Despite that upbeat and sensible plan, as often happens when I get a shovel in my hand, the day took a different turn. I should have paid closer attention to all those military metaphors, drawing Maginot lines and such. Clearly, a destructive mood was taking hold, one I get nearly every winter when exasperation with my tendency to overplant overwhelms common sense. No sooner had I typed the last line was a shovel grabbed and the afternoon spent removing a considerable amount of biomass so the lobelia could be transplanted to a shadier spot. One removal led to another, until the final tally of victims from overplanting included: (a) a 4X4 foot Teucrium fruticans azureum, (b) 3X3 foot Ballota acetabulosa, leaving a small rooted remnant; (c) a 6-foot tall leptospermum standard; (d) a 5X3 foot mass of Cobaea scandens, piling in on itself tendril upon tendril to become a free-standing, viney column, leafy on the surface, slimy underneath.

And rather than waiting a year, as I prudently wrote earlier in the day, the Lobelia tupa was dug and moved to the newly opened, slightly shadier location. A couple clumps of languishing ruby grass/melinus were moved here as well. (The soil was still surprisingly light after all that rain, for we all know that one NEVER digs in excessively wet soil. The day of solid rain following the transplanting makes digging ill advised for at least a couple weeks.)

*Data entries*.
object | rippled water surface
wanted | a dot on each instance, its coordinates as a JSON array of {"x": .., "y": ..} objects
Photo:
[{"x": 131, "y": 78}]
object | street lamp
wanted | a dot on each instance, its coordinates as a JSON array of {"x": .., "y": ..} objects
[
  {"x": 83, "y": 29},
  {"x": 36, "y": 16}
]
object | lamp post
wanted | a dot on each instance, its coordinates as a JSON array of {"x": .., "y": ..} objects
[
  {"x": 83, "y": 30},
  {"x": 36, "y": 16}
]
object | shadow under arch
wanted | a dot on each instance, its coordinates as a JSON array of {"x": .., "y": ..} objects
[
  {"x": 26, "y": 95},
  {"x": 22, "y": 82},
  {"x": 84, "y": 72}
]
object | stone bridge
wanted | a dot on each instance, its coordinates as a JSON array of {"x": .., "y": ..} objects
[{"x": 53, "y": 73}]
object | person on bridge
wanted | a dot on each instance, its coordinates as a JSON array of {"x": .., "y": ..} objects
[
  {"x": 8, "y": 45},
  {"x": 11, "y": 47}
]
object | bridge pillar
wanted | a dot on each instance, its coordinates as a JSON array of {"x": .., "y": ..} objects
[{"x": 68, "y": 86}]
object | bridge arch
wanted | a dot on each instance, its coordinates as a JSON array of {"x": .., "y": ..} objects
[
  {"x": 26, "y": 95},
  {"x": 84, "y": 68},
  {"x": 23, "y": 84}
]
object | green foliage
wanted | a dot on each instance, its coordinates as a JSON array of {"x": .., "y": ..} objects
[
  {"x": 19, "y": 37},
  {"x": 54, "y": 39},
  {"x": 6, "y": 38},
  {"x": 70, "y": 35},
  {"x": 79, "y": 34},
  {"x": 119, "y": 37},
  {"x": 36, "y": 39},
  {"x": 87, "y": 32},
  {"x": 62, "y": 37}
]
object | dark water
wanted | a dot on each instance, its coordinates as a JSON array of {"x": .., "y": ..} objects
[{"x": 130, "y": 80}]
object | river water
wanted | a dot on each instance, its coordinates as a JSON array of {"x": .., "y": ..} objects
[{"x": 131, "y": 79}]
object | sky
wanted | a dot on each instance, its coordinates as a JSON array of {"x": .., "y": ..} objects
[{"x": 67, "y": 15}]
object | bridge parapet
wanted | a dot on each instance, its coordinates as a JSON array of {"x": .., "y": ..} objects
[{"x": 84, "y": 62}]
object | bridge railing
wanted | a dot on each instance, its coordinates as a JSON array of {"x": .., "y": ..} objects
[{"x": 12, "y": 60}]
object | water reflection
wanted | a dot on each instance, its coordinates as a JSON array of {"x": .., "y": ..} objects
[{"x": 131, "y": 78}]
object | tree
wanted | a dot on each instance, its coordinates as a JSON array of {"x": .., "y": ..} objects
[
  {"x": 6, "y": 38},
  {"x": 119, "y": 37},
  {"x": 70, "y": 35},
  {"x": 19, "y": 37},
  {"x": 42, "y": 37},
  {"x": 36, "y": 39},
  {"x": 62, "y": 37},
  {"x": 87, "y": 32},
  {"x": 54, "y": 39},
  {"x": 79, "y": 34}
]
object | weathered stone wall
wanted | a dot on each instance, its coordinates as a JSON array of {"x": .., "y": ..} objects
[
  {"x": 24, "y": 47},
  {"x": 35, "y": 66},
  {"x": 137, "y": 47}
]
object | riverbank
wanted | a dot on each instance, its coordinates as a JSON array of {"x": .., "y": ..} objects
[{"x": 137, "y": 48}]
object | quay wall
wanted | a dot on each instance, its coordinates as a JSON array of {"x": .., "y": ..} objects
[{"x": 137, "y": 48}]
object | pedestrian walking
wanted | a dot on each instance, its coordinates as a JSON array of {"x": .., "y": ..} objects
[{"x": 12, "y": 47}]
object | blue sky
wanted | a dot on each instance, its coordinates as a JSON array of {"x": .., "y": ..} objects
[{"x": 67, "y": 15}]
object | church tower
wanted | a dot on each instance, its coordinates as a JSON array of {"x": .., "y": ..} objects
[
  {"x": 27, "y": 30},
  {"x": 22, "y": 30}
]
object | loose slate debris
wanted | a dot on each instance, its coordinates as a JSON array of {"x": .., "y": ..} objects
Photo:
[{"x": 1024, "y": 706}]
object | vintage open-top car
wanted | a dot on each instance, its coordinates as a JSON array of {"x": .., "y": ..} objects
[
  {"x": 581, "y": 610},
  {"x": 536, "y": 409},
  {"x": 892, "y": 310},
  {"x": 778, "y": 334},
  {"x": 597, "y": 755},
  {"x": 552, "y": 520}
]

*What is required*.
In the gardening passage, how tall was the leptospermum standard that was removed? None of these lines are needed for what comes next.

*Solution to the exercise*.
6 feet